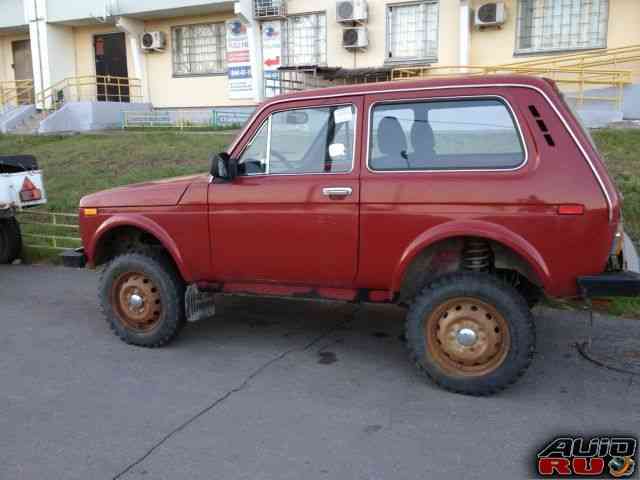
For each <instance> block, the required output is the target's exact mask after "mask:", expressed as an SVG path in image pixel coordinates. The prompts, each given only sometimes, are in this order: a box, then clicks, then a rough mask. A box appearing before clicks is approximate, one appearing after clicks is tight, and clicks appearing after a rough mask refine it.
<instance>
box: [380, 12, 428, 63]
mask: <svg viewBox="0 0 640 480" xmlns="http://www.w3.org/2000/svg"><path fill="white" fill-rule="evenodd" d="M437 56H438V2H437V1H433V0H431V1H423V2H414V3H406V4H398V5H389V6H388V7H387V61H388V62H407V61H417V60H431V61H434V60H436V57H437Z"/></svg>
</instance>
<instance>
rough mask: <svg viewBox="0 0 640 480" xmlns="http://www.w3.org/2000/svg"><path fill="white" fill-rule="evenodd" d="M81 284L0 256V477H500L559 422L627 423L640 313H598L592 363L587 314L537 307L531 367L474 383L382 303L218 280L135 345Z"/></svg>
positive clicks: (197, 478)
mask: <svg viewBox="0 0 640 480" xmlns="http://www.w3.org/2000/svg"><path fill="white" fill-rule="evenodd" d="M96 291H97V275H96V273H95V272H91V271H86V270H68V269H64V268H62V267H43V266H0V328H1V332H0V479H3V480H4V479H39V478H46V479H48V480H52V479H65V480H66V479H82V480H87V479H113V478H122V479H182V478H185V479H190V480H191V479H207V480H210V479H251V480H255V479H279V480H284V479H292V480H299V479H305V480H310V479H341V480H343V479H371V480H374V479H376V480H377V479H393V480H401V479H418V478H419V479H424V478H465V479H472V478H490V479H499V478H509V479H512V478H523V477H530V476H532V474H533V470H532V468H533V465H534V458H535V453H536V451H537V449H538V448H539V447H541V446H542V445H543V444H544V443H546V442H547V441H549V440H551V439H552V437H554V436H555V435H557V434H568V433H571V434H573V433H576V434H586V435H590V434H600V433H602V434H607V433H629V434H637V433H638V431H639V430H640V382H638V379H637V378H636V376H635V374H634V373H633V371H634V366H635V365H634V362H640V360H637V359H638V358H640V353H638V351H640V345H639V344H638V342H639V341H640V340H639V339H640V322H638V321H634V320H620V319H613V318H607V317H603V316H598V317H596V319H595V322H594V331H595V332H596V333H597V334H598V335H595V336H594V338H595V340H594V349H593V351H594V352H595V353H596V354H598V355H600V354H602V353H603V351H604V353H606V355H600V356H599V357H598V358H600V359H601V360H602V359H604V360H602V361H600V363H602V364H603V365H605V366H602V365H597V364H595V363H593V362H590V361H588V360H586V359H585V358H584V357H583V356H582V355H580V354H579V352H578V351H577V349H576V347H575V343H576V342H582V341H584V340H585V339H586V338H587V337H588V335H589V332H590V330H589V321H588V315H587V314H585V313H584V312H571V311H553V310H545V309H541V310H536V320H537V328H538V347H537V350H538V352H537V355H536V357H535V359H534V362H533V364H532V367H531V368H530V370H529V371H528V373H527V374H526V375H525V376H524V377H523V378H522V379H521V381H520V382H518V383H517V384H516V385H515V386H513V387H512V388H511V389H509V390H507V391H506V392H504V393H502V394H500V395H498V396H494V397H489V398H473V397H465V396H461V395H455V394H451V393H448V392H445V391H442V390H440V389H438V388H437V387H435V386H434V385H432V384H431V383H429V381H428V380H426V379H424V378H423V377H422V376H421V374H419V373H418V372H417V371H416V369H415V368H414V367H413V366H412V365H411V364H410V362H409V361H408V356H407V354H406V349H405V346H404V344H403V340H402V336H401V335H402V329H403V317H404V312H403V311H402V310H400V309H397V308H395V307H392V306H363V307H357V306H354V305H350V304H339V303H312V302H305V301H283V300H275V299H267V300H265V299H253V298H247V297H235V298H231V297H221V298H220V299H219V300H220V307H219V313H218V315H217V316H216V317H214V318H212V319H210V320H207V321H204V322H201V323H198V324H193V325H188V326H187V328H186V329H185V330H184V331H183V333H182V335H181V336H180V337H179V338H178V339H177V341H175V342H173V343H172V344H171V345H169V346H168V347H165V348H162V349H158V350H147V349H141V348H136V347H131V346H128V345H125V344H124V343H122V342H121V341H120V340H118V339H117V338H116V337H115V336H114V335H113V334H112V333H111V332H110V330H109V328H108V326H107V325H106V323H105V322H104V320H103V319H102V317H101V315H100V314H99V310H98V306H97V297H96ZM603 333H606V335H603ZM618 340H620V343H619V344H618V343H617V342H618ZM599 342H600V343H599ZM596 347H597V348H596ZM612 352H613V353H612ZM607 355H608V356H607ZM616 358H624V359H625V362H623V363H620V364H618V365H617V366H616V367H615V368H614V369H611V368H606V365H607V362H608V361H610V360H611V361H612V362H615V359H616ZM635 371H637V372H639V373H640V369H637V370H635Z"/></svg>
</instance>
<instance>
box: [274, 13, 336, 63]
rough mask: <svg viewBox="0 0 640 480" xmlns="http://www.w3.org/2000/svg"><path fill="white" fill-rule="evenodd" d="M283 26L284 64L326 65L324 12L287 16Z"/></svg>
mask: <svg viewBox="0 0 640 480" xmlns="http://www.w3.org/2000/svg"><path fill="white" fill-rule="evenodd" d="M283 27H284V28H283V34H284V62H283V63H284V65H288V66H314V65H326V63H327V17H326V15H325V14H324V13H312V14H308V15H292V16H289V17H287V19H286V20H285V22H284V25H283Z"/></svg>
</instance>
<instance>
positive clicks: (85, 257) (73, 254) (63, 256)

What is being asked: Exclude images. Return the data above verbatim.

Solved problem:
For each <instance> block, the required output is the target's exact mask after "mask:", expressed as an SVG path in image pixel coordinates. The prompts, each given only sometimes, are in this order: a box, then clicks, then a rough mask. A box appearing before clicks is approximate, one appearing after clicks is tight, and clicks appearing after a rough mask refine it.
<instance>
box: [380, 12, 428, 63]
mask: <svg viewBox="0 0 640 480" xmlns="http://www.w3.org/2000/svg"><path fill="white" fill-rule="evenodd" d="M437 56H438V2H437V1H433V0H431V1H423V2H414V3H406V4H398V5H389V6H388V7H387V61H388V62H407V61H417V60H431V61H434V60H436V57H437Z"/></svg>
</instance>
<instance>
rough mask: <svg viewBox="0 0 640 480" xmlns="http://www.w3.org/2000/svg"><path fill="white" fill-rule="evenodd" d="M81 284L0 256V477H500L559 422L627 423L640 313H598L592 363L587 314L537 307L531 367L474 383L382 303L218 280L135 345Z"/></svg>
positive clicks: (197, 478)
mask: <svg viewBox="0 0 640 480" xmlns="http://www.w3.org/2000/svg"><path fill="white" fill-rule="evenodd" d="M96 291H97V275H96V273H95V272H91V271H86V270H68V269H64V268H62V267H43V266H0V328H1V332H0V479H3V480H4V479H39V478H46V479H48V480H52V479H65V480H66V479H82V480H87V479H113V478H122V479H182V478H185V479H190V480H191V479H207V480H210V479H251V480H255V479H279V480H284V479H292V480H299V479H305V480H310V479H341V480H343V479H371V480H374V479H376V480H377V479H393V480H401V479H418V478H419V479H424V478H465V479H472V478H490V479H499V478H509V479H512V478H523V477H530V476H532V474H533V470H532V468H533V465H534V458H535V453H536V451H537V449H538V448H539V447H541V446H542V445H543V444H544V443H546V442H547V441H549V440H551V439H552V437H554V436H555V435H557V434H568V433H571V434H573V433H576V434H586V435H590V434H600V433H602V434H607V433H629V434H637V433H638V431H639V430H640V382H638V379H637V378H636V376H635V374H634V373H633V371H634V366H635V365H634V362H640V360H637V359H638V358H640V353H638V351H640V345H639V344H638V342H639V341H640V340H639V339H640V322H638V321H634V320H620V319H613V318H607V317H603V316H598V317H596V319H595V322H594V331H595V332H596V333H597V334H598V335H595V336H594V338H595V340H594V349H593V351H594V352H595V353H596V354H598V355H600V354H602V353H603V351H604V353H606V355H600V356H599V357H598V358H600V359H601V360H602V359H604V360H602V361H600V363H602V364H603V365H605V366H602V365H597V364H595V363H593V362H590V361H588V360H586V359H585V358H584V357H583V356H582V355H580V354H579V352H578V351H577V349H576V347H575V343H576V342H582V341H584V340H585V339H586V338H587V337H588V335H589V332H590V330H589V321H588V315H587V314H585V313H584V312H571V311H553V310H545V309H541V310H536V320H537V328H538V347H537V350H538V352H537V355H536V357H535V359H534V362H533V364H532V367H531V368H530V370H529V371H528V373H527V374H526V375H525V376H524V377H523V378H522V379H521V381H520V382H518V383H517V384H516V385H515V386H513V387H512V388H511V389H509V390H507V391H506V392H504V393H502V394H500V395H498V396H494V397H489V398H473V397H465V396H461V395H455V394H451V393H448V392H445V391H442V390H440V389H438V388H437V387H435V386H434V385H432V384H431V383H429V381H428V380H426V379H424V378H423V377H422V376H421V374H419V373H418V372H417V371H416V369H415V368H414V367H413V366H412V365H411V364H410V362H409V361H408V356H407V354H406V349H405V346H404V344H403V340H402V336H401V335H402V329H403V317H404V312H403V311H402V310H400V309H397V308H395V307H392V306H363V307H357V306H354V305H350V304H339V303H312V302H305V301H283V300H275V299H267V300H265V299H253V298H247V297H235V298H231V297H221V298H220V299H219V300H220V307H219V313H218V315H217V316H216V317H214V318H212V319H210V320H207V321H204V322H201V323H198V324H193V325H188V326H187V328H186V329H185V330H184V331H183V333H182V335H181V336H180V337H179V338H178V339H177V341H175V342H173V343H172V344H171V345H169V346H168V347H165V348H162V349H158V350H147V349H141V348H136V347H131V346H128V345H125V344H124V343H122V342H121V341H120V340H118V339H117V338H116V337H115V336H114V335H113V334H112V333H111V332H110V330H109V328H108V326H107V325H106V323H105V322H104V320H103V319H102V317H101V315H100V314H99V310H98V306H97V297H96ZM603 333H606V335H603ZM618 340H620V343H619V344H618V343H617V342H618ZM599 342H600V343H599ZM596 347H597V348H596ZM612 352H613V353H612ZM607 355H608V356H607ZM616 358H624V359H625V362H623V363H620V364H618V365H617V366H616V367H615V368H614V369H611V368H606V365H607V362H608V361H610V360H611V361H612V362H615V359H616ZM635 371H637V372H639V373H640V369H637V370H635Z"/></svg>
</instance>
<instance>
box: [274, 13, 336, 63]
rough mask: <svg viewBox="0 0 640 480" xmlns="http://www.w3.org/2000/svg"><path fill="white" fill-rule="evenodd" d="M283 26L284 64L326 65L324 12L287 16Z"/></svg>
mask: <svg viewBox="0 0 640 480" xmlns="http://www.w3.org/2000/svg"><path fill="white" fill-rule="evenodd" d="M283 27H284V28H283V34H284V62H283V63H284V65H288V66H314V65H326V63H327V17H326V15H325V14H324V13H312V14H308V15H292V16H289V17H287V19H286V20H285V22H284V25H283Z"/></svg>
</instance>
<instance>
positive clicks: (85, 257) (73, 254) (63, 256)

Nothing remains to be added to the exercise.